## begin
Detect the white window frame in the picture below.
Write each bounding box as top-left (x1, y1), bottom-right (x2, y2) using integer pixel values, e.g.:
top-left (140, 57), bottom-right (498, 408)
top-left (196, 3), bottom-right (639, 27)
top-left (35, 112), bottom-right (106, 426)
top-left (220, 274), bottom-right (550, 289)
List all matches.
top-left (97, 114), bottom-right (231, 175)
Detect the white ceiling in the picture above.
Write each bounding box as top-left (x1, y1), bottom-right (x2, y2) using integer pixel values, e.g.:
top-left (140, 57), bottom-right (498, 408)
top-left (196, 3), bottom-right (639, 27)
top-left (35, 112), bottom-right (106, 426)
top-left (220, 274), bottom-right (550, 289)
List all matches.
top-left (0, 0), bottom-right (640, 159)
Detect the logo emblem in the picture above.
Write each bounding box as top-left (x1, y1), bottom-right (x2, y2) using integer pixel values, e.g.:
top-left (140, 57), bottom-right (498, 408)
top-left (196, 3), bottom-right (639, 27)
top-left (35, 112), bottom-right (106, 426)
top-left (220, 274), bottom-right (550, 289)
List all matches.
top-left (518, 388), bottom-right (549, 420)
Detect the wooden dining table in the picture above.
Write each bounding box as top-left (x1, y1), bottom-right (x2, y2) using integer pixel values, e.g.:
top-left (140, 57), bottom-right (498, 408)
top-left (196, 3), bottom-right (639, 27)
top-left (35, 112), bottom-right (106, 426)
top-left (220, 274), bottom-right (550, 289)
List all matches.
## end
Set out every line of the material above as a numbered list, with blank lines omitted.

1. Detect the white window frame in the picture below.
2. Write each bounding box as top-left (x1, y1), bottom-right (x2, y2) using integer pixel values, e.g.:
3. top-left (140, 57), bottom-right (498, 408)
4. top-left (196, 3), bottom-right (639, 27)
5. top-left (35, 112), bottom-right (106, 426)
6. top-left (220, 274), bottom-right (550, 289)
7. List all matches.
8. top-left (97, 114), bottom-right (231, 175)
9. Detect the white ceiling in the picture above.
10. Write each bounding box as top-left (x1, y1), bottom-right (x2, y2) using integer pixel values, e.g.:
11. top-left (140, 57), bottom-right (498, 408)
12. top-left (196, 3), bottom-right (639, 27)
13. top-left (35, 112), bottom-right (106, 426)
14. top-left (220, 274), bottom-right (550, 289)
15. List all matches.
16. top-left (0, 0), bottom-right (640, 159)
17. Detect the logo emblem in the picture above.
18. Write each bounding box as top-left (x1, y1), bottom-right (x2, y2) using integer pixel values, e.g.:
19. top-left (140, 57), bottom-right (498, 408)
20. top-left (196, 3), bottom-right (639, 27)
21. top-left (35, 112), bottom-right (106, 426)
22. top-left (220, 274), bottom-right (550, 289)
23. List all matches.
24. top-left (518, 388), bottom-right (549, 420)
25. Detect the wooden dining table in the picture above.
26. Write each bounding box as top-left (x1, y1), bottom-right (x2, y2) using integer pixel values, e.g.:
27. top-left (140, 57), bottom-right (498, 408)
28. top-left (196, 3), bottom-right (639, 27)
29. top-left (35, 112), bottom-right (106, 426)
30. top-left (220, 274), bottom-right (550, 289)
31. List all matches.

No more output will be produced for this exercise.